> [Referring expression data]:
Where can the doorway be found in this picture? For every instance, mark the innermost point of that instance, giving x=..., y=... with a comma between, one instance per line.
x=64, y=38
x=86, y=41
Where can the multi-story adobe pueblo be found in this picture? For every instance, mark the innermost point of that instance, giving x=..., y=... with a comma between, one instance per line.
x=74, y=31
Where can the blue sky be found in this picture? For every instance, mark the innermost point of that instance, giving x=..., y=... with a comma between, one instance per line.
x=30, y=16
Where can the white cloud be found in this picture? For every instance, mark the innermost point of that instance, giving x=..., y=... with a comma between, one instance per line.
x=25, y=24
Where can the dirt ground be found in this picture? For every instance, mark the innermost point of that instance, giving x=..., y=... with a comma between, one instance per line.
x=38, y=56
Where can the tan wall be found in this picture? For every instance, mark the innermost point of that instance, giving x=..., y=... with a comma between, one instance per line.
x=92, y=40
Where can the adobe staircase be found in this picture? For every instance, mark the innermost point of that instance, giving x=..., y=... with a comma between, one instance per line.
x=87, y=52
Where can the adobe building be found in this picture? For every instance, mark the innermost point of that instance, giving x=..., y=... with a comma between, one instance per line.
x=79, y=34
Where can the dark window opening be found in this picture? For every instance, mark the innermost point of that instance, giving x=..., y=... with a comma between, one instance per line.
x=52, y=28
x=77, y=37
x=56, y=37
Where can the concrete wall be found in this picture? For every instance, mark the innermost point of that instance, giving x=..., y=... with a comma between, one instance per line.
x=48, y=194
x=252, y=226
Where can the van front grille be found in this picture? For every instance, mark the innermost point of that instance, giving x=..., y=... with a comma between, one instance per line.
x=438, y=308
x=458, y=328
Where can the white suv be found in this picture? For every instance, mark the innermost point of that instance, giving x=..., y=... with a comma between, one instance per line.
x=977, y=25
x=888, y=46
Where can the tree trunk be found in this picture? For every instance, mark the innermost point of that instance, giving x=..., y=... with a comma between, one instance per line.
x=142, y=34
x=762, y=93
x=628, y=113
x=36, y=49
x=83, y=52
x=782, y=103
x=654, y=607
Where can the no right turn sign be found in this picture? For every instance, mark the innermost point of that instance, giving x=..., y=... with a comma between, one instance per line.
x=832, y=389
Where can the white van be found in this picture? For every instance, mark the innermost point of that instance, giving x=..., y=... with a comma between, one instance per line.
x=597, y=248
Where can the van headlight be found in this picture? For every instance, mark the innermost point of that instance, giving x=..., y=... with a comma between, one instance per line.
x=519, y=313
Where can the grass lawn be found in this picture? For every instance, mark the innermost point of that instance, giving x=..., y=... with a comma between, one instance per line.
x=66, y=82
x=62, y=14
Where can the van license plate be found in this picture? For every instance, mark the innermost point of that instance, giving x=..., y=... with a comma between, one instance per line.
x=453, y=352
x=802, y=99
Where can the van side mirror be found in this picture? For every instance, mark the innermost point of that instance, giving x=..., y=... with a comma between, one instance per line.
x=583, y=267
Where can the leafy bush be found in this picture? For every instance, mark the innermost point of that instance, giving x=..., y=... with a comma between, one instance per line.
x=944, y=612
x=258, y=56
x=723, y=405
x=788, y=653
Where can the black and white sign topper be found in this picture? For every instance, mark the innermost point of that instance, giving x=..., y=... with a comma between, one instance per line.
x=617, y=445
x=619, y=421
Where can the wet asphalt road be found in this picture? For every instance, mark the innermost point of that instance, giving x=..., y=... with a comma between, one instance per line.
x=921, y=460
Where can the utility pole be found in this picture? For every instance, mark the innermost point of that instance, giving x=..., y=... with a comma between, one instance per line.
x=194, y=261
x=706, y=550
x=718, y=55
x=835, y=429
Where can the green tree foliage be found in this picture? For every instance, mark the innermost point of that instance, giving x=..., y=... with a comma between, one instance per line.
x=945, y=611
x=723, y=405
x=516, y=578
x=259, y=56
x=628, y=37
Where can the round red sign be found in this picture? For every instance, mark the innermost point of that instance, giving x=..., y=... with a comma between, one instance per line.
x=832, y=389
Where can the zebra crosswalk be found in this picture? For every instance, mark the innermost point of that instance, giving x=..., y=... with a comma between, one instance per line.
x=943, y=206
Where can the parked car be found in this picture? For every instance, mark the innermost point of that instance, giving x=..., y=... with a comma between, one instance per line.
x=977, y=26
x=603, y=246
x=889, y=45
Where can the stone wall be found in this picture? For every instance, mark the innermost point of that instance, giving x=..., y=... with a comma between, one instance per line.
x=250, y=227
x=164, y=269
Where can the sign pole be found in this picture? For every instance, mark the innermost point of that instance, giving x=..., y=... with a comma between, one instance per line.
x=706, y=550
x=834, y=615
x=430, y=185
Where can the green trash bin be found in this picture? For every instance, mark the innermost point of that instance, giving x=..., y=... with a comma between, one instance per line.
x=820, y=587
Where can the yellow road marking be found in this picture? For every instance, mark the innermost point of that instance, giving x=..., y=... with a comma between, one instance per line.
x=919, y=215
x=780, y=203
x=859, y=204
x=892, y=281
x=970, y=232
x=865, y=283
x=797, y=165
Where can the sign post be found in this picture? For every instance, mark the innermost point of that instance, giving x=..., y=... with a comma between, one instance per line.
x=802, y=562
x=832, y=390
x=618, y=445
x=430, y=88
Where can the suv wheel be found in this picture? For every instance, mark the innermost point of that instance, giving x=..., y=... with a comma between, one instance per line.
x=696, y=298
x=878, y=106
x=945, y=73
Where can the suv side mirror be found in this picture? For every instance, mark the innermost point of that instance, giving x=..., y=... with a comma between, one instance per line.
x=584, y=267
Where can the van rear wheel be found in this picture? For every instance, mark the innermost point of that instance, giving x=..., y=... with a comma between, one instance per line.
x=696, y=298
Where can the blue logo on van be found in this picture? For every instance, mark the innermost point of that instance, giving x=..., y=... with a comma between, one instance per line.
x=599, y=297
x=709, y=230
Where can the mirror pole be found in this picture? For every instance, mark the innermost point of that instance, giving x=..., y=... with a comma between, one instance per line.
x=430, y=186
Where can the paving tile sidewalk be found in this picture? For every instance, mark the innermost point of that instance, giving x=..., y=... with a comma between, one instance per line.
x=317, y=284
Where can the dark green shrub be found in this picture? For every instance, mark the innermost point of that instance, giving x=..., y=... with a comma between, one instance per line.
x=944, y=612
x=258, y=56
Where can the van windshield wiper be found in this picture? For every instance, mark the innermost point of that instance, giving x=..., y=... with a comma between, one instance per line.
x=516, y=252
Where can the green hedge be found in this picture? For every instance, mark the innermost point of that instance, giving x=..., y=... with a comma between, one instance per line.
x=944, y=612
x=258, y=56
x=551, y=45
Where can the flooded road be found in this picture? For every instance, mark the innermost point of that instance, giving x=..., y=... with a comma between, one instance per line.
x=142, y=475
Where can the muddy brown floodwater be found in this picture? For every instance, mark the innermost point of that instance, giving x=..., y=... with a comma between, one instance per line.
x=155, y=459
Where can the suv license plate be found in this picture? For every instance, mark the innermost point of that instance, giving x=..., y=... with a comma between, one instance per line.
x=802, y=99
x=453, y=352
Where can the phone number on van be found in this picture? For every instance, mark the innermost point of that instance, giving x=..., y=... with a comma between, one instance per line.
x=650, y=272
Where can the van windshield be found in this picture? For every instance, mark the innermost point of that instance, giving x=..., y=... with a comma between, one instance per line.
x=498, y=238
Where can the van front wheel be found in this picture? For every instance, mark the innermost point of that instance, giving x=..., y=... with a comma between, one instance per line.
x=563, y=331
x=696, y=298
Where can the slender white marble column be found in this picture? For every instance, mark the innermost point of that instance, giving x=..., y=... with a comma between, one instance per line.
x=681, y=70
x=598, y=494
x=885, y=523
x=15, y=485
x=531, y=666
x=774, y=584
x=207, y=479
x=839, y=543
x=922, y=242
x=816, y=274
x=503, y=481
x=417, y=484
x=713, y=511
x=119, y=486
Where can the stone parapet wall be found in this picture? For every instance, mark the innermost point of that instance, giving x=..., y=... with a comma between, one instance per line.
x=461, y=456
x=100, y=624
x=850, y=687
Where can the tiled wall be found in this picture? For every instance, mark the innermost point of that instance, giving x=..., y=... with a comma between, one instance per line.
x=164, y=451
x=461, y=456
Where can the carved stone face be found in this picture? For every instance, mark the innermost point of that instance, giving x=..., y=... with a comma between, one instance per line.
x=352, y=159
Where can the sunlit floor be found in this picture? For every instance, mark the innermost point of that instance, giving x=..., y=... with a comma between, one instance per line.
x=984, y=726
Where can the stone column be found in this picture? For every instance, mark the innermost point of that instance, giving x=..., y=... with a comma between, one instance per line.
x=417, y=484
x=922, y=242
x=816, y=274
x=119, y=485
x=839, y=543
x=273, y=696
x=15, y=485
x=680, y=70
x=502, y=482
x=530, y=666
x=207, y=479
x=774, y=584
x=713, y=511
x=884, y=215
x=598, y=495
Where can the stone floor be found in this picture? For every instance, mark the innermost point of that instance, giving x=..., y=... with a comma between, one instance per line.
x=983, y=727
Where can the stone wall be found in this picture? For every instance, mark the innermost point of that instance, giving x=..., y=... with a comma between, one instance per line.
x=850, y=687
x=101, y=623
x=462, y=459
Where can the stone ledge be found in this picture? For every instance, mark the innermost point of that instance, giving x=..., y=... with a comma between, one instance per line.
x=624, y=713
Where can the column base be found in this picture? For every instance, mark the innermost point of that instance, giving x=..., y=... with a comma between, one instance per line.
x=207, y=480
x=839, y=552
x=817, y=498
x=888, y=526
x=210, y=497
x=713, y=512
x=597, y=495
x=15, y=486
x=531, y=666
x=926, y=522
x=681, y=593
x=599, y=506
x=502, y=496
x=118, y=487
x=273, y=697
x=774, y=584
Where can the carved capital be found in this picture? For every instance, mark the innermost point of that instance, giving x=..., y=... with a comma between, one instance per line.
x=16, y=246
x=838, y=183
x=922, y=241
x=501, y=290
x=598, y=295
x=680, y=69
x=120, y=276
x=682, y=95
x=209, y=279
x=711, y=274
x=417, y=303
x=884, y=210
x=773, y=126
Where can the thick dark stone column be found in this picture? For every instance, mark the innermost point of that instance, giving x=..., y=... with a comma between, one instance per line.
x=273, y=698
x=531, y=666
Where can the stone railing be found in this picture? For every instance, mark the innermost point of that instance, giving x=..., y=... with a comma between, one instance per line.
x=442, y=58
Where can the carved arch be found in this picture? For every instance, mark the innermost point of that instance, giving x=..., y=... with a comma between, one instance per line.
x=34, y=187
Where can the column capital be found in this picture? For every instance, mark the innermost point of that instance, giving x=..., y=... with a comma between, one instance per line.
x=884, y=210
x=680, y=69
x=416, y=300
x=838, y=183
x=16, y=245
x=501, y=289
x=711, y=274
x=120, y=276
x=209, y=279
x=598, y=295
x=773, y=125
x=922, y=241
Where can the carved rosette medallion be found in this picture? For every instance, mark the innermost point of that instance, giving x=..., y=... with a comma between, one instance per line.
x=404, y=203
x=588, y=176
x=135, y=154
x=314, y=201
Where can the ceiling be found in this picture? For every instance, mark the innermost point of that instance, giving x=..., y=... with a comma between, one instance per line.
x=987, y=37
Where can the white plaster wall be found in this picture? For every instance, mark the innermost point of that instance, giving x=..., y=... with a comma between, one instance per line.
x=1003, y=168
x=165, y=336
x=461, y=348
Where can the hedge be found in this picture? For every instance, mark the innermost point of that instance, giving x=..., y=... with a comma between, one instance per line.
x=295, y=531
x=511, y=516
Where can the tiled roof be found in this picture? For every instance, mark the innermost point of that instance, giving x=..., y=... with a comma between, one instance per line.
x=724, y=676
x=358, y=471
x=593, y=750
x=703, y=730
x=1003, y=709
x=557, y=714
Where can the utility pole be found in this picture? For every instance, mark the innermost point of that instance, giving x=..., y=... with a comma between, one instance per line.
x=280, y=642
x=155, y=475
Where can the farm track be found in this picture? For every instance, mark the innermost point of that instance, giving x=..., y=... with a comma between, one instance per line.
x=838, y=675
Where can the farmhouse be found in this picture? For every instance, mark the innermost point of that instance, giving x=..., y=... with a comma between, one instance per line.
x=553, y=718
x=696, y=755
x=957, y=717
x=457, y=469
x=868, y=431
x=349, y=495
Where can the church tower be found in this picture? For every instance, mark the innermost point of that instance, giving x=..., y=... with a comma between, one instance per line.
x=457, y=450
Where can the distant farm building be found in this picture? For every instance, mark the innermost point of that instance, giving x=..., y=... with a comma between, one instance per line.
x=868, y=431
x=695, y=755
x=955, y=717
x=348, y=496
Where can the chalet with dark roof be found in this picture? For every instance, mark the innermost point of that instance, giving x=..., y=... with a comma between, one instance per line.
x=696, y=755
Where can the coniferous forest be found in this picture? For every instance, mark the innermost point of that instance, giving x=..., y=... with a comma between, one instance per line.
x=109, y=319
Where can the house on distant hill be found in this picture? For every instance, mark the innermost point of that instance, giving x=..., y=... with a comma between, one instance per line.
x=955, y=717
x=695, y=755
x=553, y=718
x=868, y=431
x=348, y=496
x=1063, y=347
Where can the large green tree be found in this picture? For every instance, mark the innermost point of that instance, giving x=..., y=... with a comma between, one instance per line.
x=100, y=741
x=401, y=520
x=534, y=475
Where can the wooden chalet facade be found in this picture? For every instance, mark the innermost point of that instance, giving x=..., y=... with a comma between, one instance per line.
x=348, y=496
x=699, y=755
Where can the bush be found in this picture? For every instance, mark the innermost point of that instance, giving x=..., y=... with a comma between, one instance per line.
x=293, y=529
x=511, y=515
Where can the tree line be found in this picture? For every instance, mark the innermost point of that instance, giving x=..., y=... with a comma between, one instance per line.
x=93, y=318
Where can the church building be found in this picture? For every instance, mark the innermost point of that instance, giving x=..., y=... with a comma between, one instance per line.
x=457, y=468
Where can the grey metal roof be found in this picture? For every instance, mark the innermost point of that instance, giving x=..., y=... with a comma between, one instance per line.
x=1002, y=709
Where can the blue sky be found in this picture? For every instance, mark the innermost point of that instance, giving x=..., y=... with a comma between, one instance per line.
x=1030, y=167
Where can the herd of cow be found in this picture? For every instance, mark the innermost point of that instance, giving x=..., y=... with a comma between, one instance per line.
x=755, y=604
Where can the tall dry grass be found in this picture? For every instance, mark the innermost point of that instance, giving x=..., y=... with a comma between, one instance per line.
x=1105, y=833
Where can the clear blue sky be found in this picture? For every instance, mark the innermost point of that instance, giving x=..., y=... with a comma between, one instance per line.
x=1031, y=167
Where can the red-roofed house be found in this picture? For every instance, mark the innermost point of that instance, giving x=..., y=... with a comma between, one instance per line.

> [Exercise]: Return verbatim each line from the one that mentions "Where can the grey" to the end of the entries, inclusive.

> [Finished task]:
Where can the grey metal roof be found in this picture? For every instance, mark the innermost point of that instance, giving x=..., y=... with a comma between, one instance per line.
x=1002, y=709
Where can the blue sky be found in this picture? For every instance, mark the innermost point of that instance, giving x=..., y=... with a comma between, one instance per line.
x=1030, y=167
Where can the herd of cow be found in this picture? For every instance, mark the innermost point of that instance, giving x=..., y=... with a comma between, one instance per line.
x=755, y=604
Where can the tall dry grass be found in this picture? For every instance, mark the innermost point of that instance, giving x=..., y=... with a comma between, one instance per line.
x=1105, y=833
Where can the clear blue sky be found in this picture? For every instance, mark the innermost point of that instance, giving x=..., y=... with a comma between, one instance per line.
x=1031, y=167
Where can the red-roofed house be found in this picture? For every instance, mark the innermost point of that instance, giving x=..., y=... with a comma between, one instance per line.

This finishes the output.